### Directions
The reply should be the records repeated exactly, without any images.

### Data extract
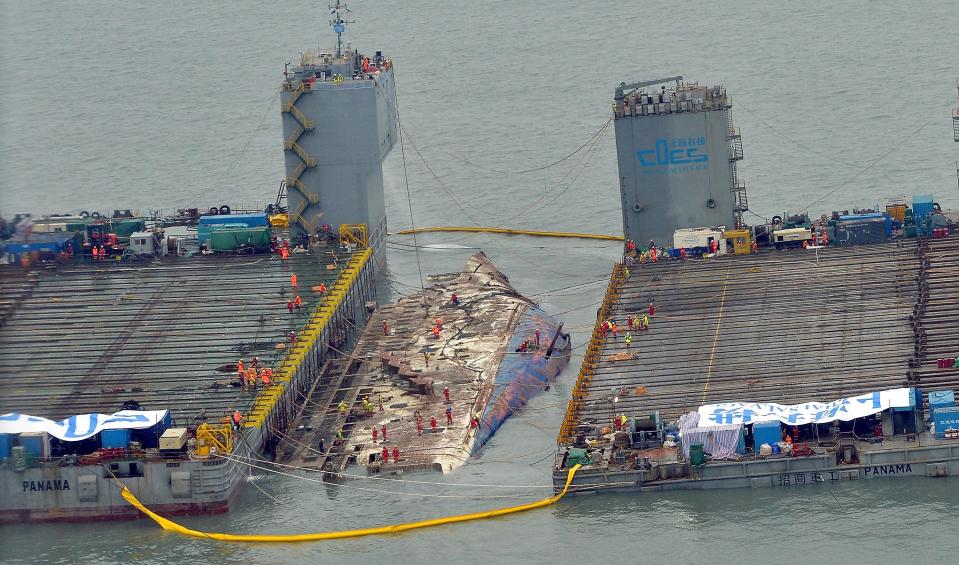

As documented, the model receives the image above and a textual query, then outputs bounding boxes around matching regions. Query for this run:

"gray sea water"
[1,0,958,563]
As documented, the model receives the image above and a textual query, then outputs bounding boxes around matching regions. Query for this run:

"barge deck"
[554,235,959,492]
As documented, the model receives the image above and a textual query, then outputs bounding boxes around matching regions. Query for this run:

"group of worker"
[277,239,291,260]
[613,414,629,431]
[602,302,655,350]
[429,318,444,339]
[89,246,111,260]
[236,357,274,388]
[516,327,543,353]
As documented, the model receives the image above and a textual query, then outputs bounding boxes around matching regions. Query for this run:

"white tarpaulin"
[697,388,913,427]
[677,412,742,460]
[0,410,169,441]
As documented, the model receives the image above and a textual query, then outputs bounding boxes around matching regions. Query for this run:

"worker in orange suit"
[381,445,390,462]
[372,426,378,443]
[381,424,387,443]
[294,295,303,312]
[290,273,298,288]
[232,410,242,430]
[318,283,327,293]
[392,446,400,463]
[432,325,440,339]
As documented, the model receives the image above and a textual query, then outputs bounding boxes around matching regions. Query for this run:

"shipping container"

### Exercise result
As documented, the model receives the image above and a textual query, then outputs bounding boxes around matching regions. Query for this run:

"gray sea water"
[1,0,958,563]
As documented, the model receives the image above and a textual query, then outputs bounding boxes around matching regions. Query for this run:

"barge deck"
[554,235,959,492]
As documented, the model receives the image above and a textual query, then outputs bounding boxes around matching regions. Query for this run:

"group of worker"
[277,239,291,260]
[613,414,629,431]
[602,302,655,350]
[429,318,444,339]
[89,246,111,260]
[236,357,274,388]
[516,327,543,353]
As documented, the model receives the image above and a textual query, then outputs bounding boxes around matching regions. Query for this run:

"white tarpaulin"
[697,388,913,427]
[677,412,742,460]
[0,410,169,441]
As documented, the model receives the image above and a textual query, then outputs bounding boxes around matching regions. Query for this run:

"worker in orange suit"
[381,445,390,462]
[372,426,378,443]
[381,424,387,443]
[294,295,303,312]
[290,273,298,288]
[232,410,242,430]
[318,283,327,293]
[392,446,400,463]
[432,325,440,339]
As documented, the model receives the image above and a textual query, then outputs bounding boxes around matching regions. Query for this run:

"shipping container"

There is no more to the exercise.